Frasier significantly expanded the hotel, building the three-story wing in 1866 and added a brick veneer, and re-named the hotel Everett House.

The historic Inn at Saratoga pays tribute to Saratoga Springs’ horse-racing tradition with one of the painted horses © 2017 Karen Rubin/ goingplacesfarandnear.com

Frasier gave up the hotel in 1875 (the same year as the first Kentucky Derby was run at Churchill Downs in Louisville, Kentucky) and it was sold to Nathaniel Waterbury, a prominent Saratogan, who made improvements but quickly  went into foreclosure. The US was in the midst of a major economic Depression. The property was purchased at an 1878 sheriff’s sale by Thomas Marvin’s daughters, Mary Louise Sackett and Virginia Perry. By 1882, they had leased it to Primo M. Suarez, who catered to Cuban vacationers for 35 years; he rebuilt the front of the hotel in 1887 in the High Victorian style that was fashionable at the time.

§ **Given data**
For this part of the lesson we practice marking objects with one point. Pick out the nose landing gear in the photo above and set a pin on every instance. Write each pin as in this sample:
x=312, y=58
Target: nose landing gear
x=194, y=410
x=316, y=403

§ **Things to do**
- 1) Write out the part of the hotel history that opens with the words containing "The historic Inn" and closes with "at the time.".
- 2) Does the hotel history agree with each statement? Answer yes or no, and quote the words that decide it. (a) Frasier built the three-story wing in 1866. (b) Nathaniel Waterbury bought the property at an 1878 sheriff's sale. (c) Primo M. Suarez rebuilt the front of the hotel in 1887 in the High Victorian style.

§ **Responses per task**
- 1)
The historic Inn at Saratoga pays tribute to Saratoga Springs’ horse-racing tradition with one of the painted horses © 2017 Karen Rubin/ goingplacesfarandnear.com

Frasier gave up the hotel in 1875 (the same year as the first Kentucky Derby was run at Churchill Downs in Louisville, Kentucky) and it was sold to Nathaniel Waterbury, a prominent Saratogan, who made improvements but quickly  went into foreclosure. The US was in the midst of a major economic Depression. The property was purchased at an 1878 sheriff’s sale by Thomas Marvin’s daughters, Mary Louise Sackett and Virginia Perry. By 1882, they had leased it to Primo M. Suarez, who catered to Cuban vacationers for 35 years; he rebuilt the front of the hotel in 1887 in the High Victorian style that was fashionable at the time.

- 2)
(a) Yes: "building the three-story wing in 1866"
(b) No: "The property was purchased at an 1878 sheriff’s sale by Thomas Marvin’s daughters, Mary Louise Sackett and Virginia Perry."
(c) Yes: "he rebuilt the front of the hotel in 1887 in the High Victorian style that was fashionable at the time"